**Task description**
Reproduce the entries exactly as they appear below.

**Task data**
--
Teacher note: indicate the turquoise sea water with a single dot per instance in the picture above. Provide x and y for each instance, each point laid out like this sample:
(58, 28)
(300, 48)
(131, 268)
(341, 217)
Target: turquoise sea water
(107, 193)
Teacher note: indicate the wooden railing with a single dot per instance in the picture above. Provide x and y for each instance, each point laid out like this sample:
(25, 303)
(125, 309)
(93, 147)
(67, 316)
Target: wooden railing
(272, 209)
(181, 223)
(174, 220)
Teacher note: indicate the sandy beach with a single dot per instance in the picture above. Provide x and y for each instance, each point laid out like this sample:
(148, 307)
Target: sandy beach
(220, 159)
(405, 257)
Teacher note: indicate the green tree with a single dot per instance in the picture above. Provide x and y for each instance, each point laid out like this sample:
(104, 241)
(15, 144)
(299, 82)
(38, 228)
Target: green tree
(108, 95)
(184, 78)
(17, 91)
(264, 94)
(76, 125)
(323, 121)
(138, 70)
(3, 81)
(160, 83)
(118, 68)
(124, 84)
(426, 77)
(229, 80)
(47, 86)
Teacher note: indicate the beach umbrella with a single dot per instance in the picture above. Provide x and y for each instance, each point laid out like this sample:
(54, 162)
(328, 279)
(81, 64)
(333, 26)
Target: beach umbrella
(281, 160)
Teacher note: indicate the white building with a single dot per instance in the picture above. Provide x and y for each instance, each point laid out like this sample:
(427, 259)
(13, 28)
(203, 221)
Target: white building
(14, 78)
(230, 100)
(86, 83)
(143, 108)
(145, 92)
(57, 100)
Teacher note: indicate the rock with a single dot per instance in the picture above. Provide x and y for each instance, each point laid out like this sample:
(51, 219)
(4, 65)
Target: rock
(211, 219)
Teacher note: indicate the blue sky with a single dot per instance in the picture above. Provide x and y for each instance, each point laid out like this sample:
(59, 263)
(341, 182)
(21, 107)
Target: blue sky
--
**Exercise response**
Teacher note: indicate the turquoise sea water with a single dot per instance in the picture above. Provide x and y for each instance, each point laid out like this sample:
(58, 28)
(300, 48)
(131, 268)
(341, 217)
Target: turquoise sea water
(107, 193)
Teacher note: indicate the wooden railing with a single dot per instance in the picture above. Provide x and y for each instance, each point laid out like this sample:
(25, 303)
(125, 309)
(93, 147)
(67, 316)
Target: wooden railing
(272, 209)
(181, 223)
(174, 220)
Teacher note: indicate the sandy beach with a single dot per instance in the picture above. Provide x and y for each instance, each point laid out like this sample:
(148, 307)
Target: sandy beach
(220, 159)
(405, 257)
Teacher note: indicate the green tree with a single dot per instance in the picture above. Provide x and y for each instance, each point laid out like this sample:
(104, 241)
(15, 144)
(299, 82)
(38, 228)
Target: green tree
(108, 95)
(184, 78)
(17, 91)
(264, 94)
(76, 125)
(323, 121)
(138, 70)
(3, 81)
(160, 83)
(118, 68)
(124, 84)
(426, 77)
(229, 80)
(47, 86)
Teacher note: indicate the beach umbrella with a single dot per instance in the picture above. Provide x and y for each instance, each point laid out like this sample:
(54, 162)
(328, 279)
(81, 64)
(333, 26)
Target: beach umbrella
(281, 160)
Teacher note: indicate the white building with a single dot per instance in the picture above. Provide x and y for each instance, each point laid out like this sample:
(427, 259)
(13, 28)
(203, 221)
Target: white building
(14, 78)
(230, 100)
(86, 83)
(143, 108)
(145, 92)
(57, 100)
Teacher note: indicate the rock with a single dot per instance in the picture above. Provide x and y for each instance, each point laid out like this sample:
(51, 219)
(4, 65)
Target: rock
(211, 219)
Teacher note: indicate the blue sky with a single dot per instance in the picture above. Provide x and y for each instance, each point laid out like this sample:
(59, 263)
(341, 182)
(21, 107)
Target: blue sky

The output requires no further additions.